Copy verbatim the rows from the line containing "Where can you spot the white face" through the line containing "[[380, 245], [935, 388], [29, 259], [82, 199]]", including both of those lines.

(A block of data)
-------------------------
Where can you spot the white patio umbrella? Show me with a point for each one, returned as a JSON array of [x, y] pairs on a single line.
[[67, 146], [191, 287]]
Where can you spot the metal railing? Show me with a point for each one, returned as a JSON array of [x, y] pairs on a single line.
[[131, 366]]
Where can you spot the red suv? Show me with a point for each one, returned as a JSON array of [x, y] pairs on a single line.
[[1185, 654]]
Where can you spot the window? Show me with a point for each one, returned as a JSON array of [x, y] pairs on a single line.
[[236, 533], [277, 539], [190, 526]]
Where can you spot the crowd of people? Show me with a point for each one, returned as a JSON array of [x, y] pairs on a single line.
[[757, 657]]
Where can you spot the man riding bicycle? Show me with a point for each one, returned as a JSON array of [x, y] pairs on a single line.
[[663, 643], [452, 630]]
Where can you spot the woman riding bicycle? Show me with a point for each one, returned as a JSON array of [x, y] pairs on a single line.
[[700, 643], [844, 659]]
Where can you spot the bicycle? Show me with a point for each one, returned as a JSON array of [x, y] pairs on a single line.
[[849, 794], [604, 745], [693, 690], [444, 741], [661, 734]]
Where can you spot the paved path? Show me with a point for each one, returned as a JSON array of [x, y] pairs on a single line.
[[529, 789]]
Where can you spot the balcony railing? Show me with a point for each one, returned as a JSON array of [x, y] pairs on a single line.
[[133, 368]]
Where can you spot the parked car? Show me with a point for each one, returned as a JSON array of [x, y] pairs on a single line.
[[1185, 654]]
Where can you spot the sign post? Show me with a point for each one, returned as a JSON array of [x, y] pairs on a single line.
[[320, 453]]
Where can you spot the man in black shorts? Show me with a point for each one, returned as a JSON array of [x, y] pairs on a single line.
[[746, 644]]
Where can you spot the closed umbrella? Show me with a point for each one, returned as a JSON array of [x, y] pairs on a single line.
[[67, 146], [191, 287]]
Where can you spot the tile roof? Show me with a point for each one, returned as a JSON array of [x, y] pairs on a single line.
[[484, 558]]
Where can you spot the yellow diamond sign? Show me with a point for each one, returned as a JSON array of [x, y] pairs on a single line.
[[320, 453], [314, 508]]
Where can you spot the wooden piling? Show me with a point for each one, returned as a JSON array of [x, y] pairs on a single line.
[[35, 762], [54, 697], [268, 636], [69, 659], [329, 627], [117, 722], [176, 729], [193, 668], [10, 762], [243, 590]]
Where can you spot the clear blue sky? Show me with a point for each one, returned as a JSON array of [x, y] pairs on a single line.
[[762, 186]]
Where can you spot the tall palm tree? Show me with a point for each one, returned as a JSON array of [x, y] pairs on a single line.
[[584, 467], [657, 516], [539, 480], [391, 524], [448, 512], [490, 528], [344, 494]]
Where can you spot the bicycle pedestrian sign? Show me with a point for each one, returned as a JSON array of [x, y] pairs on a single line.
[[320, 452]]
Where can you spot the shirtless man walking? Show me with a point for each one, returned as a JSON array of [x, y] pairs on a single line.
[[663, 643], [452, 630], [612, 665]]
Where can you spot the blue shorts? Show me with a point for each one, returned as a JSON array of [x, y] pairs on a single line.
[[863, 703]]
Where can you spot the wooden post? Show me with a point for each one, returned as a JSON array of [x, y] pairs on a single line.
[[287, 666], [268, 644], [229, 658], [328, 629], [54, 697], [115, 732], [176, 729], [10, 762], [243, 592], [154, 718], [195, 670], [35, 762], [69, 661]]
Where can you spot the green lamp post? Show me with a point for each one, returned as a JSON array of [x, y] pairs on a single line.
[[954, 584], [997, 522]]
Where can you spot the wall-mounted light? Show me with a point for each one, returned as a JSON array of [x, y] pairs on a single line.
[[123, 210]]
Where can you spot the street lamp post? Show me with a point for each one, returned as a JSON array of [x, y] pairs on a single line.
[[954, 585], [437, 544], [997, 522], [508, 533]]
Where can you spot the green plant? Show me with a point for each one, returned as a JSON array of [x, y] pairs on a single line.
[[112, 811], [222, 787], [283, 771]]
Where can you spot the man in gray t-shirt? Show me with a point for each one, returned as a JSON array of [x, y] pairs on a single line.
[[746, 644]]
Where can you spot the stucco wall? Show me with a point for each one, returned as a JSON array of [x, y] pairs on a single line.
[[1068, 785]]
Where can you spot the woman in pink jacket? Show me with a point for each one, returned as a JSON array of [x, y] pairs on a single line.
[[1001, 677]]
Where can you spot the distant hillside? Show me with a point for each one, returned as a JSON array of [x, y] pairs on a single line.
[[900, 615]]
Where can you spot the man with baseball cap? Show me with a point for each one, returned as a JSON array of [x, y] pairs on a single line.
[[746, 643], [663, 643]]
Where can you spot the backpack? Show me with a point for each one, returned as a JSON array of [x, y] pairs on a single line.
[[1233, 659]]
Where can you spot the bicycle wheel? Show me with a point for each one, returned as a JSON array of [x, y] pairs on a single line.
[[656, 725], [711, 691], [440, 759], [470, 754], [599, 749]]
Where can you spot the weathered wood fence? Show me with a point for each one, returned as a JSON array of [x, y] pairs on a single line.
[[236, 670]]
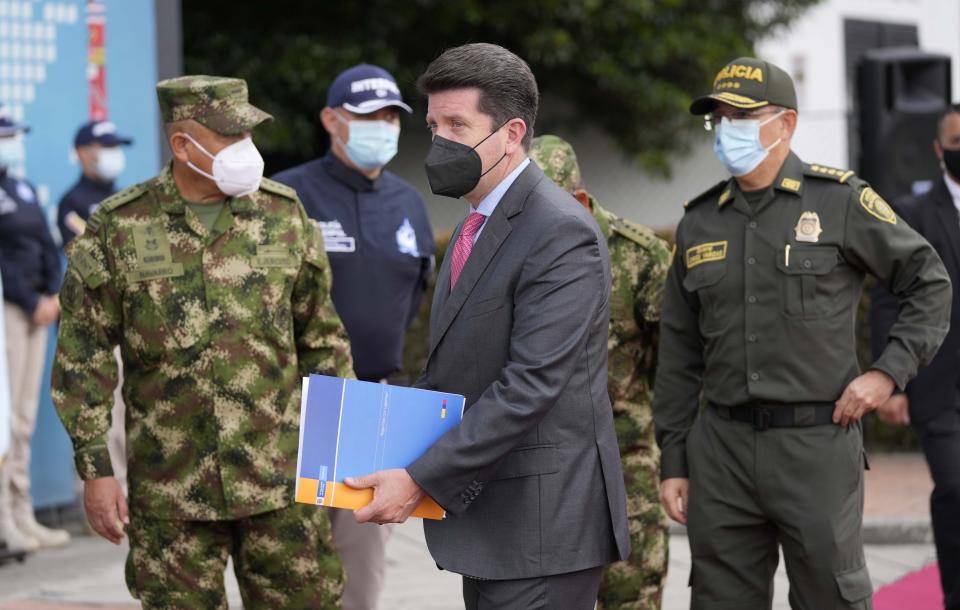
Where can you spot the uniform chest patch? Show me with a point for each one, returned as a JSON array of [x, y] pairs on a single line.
[[876, 206], [808, 228], [706, 253], [276, 256], [153, 248], [335, 238]]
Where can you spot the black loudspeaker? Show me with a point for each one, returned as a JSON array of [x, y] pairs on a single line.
[[902, 92]]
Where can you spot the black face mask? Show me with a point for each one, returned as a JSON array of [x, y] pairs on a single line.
[[951, 161], [454, 169]]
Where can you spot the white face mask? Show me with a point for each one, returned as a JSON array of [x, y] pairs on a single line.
[[110, 163], [237, 169]]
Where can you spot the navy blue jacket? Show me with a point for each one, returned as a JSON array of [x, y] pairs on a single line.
[[380, 245], [935, 388], [29, 259], [82, 199]]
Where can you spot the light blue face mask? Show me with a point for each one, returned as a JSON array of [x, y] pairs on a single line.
[[12, 152], [370, 144], [738, 144]]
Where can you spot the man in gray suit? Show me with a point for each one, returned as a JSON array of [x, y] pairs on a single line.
[[531, 479]]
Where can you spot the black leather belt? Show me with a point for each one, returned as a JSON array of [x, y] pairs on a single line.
[[765, 416]]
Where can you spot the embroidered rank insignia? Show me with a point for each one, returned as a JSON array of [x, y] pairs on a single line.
[[790, 184], [706, 253], [876, 206], [808, 228]]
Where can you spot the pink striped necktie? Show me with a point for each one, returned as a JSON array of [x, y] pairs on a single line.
[[464, 245]]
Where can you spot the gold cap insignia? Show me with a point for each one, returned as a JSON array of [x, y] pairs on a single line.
[[808, 228], [790, 184]]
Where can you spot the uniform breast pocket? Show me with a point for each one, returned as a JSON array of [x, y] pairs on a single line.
[[705, 280], [812, 284]]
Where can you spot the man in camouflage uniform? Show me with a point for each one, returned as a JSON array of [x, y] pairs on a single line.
[[639, 261], [219, 305]]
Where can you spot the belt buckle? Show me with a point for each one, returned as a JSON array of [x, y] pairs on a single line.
[[760, 418]]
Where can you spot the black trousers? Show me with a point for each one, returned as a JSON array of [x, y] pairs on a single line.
[[570, 591], [940, 439]]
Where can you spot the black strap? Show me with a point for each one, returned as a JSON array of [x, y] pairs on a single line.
[[765, 416]]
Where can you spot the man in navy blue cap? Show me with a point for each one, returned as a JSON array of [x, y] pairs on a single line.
[[99, 150], [101, 157], [30, 268], [380, 245]]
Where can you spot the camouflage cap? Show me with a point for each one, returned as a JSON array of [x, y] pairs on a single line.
[[556, 158], [216, 102], [748, 82]]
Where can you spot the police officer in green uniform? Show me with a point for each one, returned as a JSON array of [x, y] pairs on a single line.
[[758, 316], [214, 283]]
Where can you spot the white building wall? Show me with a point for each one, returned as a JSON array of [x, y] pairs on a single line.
[[812, 50]]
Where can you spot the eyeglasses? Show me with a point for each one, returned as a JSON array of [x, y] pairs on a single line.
[[737, 114]]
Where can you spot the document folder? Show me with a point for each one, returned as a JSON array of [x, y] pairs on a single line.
[[351, 428]]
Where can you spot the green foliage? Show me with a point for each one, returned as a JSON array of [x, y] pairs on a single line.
[[628, 66]]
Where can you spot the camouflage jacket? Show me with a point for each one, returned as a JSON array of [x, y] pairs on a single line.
[[639, 261], [215, 329]]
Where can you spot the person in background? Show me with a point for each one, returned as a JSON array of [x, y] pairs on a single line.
[[638, 262], [931, 402], [380, 245], [99, 150], [30, 266]]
-------------------------
Written answer.
Where can you spot the white face mask? Show me with a point for each one, returned as a JSON array of [x, y] pairs on a single line.
[[110, 163], [237, 169]]
Where can you spot the navy blue jacket? Show me with a point for each one, returned as a JSON array of [x, y] pairs on a single line.
[[380, 245], [935, 388], [29, 259], [82, 199]]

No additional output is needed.